[Excerpt from a data file]
════
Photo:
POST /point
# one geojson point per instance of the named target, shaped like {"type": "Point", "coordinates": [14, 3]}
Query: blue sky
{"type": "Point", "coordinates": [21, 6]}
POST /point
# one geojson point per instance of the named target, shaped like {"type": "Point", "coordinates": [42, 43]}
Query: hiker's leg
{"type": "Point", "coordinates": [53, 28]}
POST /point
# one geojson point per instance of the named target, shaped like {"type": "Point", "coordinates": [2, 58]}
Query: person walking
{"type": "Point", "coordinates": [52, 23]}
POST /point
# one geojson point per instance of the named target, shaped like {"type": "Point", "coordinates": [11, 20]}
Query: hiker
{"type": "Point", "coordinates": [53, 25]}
════
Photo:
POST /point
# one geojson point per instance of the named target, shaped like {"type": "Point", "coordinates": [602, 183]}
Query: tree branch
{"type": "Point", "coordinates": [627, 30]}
════
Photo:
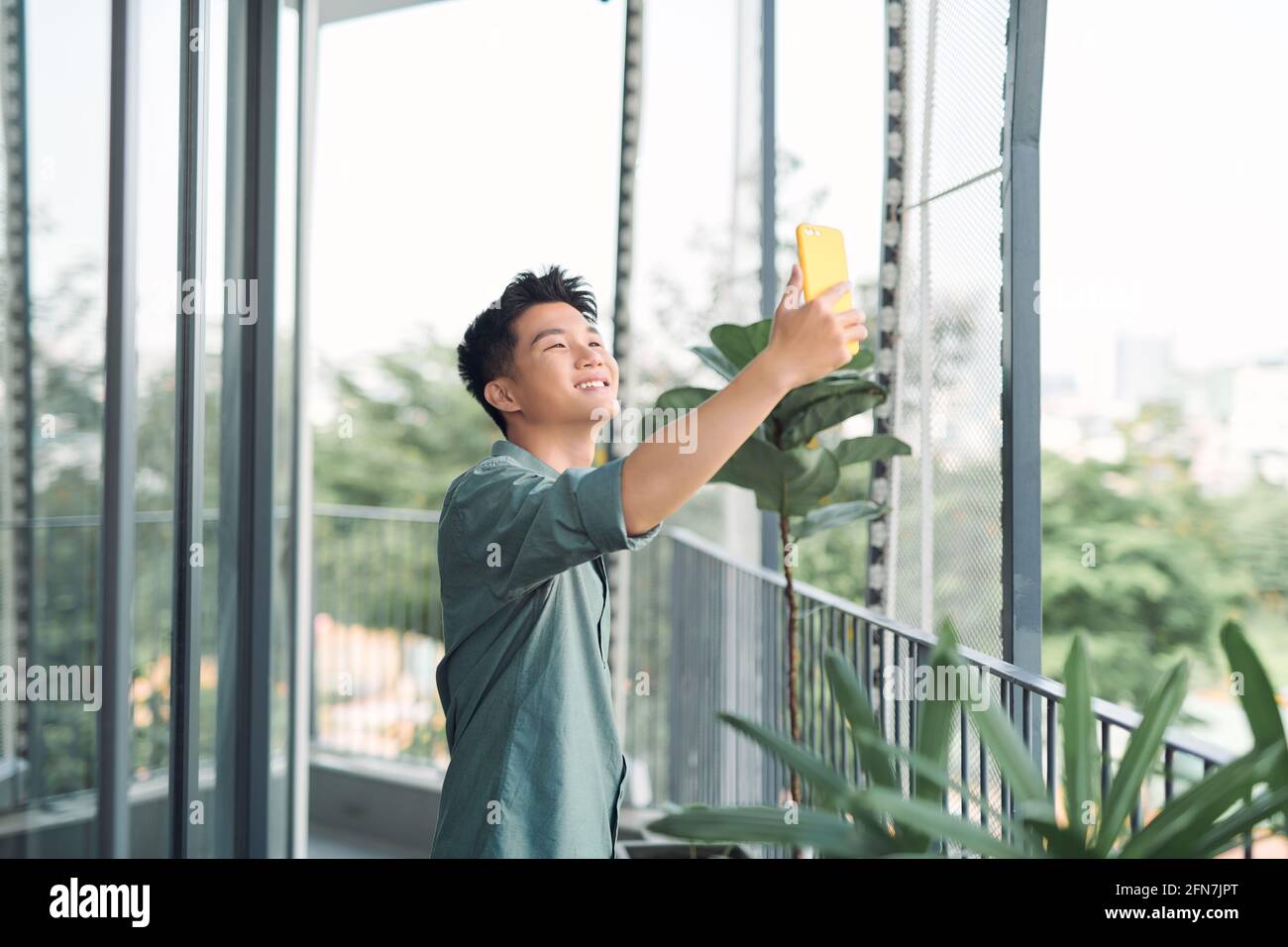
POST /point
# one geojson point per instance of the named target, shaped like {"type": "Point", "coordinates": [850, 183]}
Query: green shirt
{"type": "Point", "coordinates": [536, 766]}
════
**CHALLENGE:**
Show each line of the records above that contains the string "geojson". Matching is case-sensitive.

**FINISHED TASK:**
# one geojson point per instance of the named target, shaped like {"type": "Point", "coordinates": [14, 3]}
# one geojson point per instance of the named target, shaped like {"type": "Point", "coordinates": [42, 43]}
# one geojson point per instance of the named target, shaped like {"type": "Point", "coordinates": [2, 58]}
# one geojson point per instance of the named target, shaped like {"type": "Point", "coordinates": [11, 20]}
# one geojson point per instance of the named target, shaped like {"type": "Point", "coordinates": [602, 183]}
# one geojson point per instance of the named target, shaped like {"type": "Point", "coordinates": [850, 183]}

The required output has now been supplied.